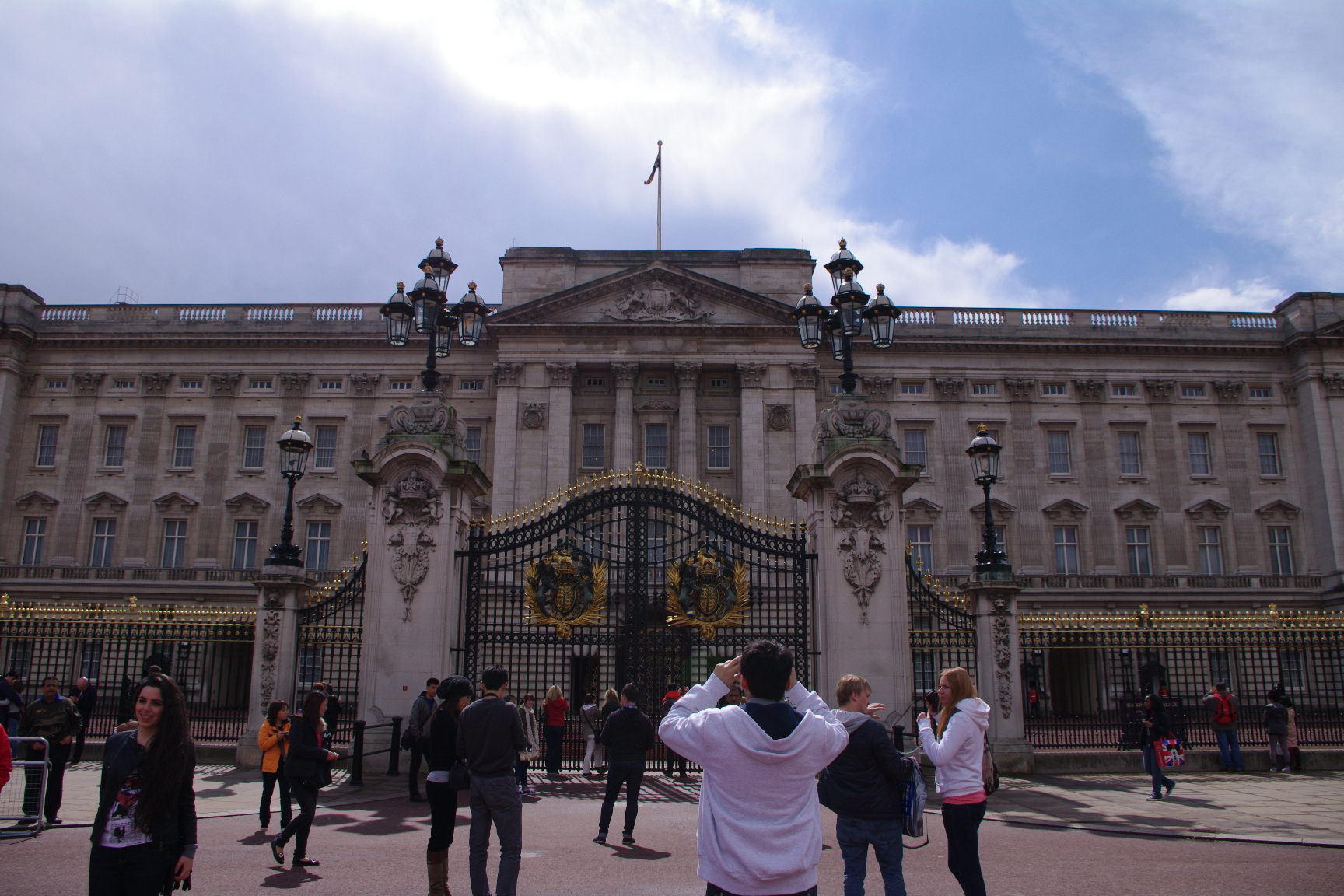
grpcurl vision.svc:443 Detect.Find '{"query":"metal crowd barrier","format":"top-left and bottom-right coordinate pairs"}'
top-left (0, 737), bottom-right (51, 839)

────────────────

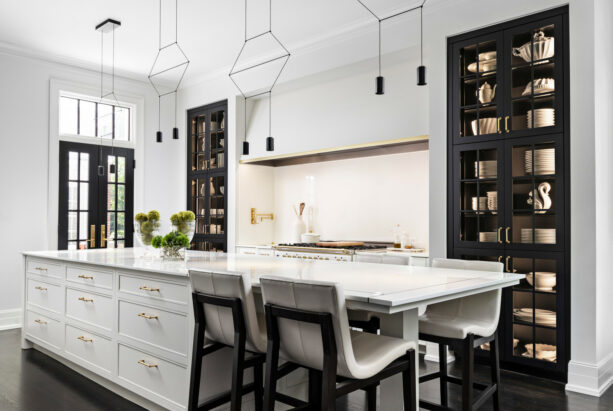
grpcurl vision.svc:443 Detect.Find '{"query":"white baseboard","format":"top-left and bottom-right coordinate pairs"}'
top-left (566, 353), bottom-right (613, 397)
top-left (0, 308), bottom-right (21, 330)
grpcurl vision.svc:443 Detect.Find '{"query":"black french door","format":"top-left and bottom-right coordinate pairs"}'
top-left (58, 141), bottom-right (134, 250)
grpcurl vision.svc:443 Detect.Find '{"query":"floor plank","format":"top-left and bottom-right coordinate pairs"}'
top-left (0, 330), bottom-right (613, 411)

────────────────

Task requirements –
Locate each line in the listing above that contains the string "door" and copy those lines. Case counts.

Result of the task –
grpcurl vision.svc:443 Detect.Find '{"query":"black french door","format":"top-left and bottom-right coordinate pairs"}'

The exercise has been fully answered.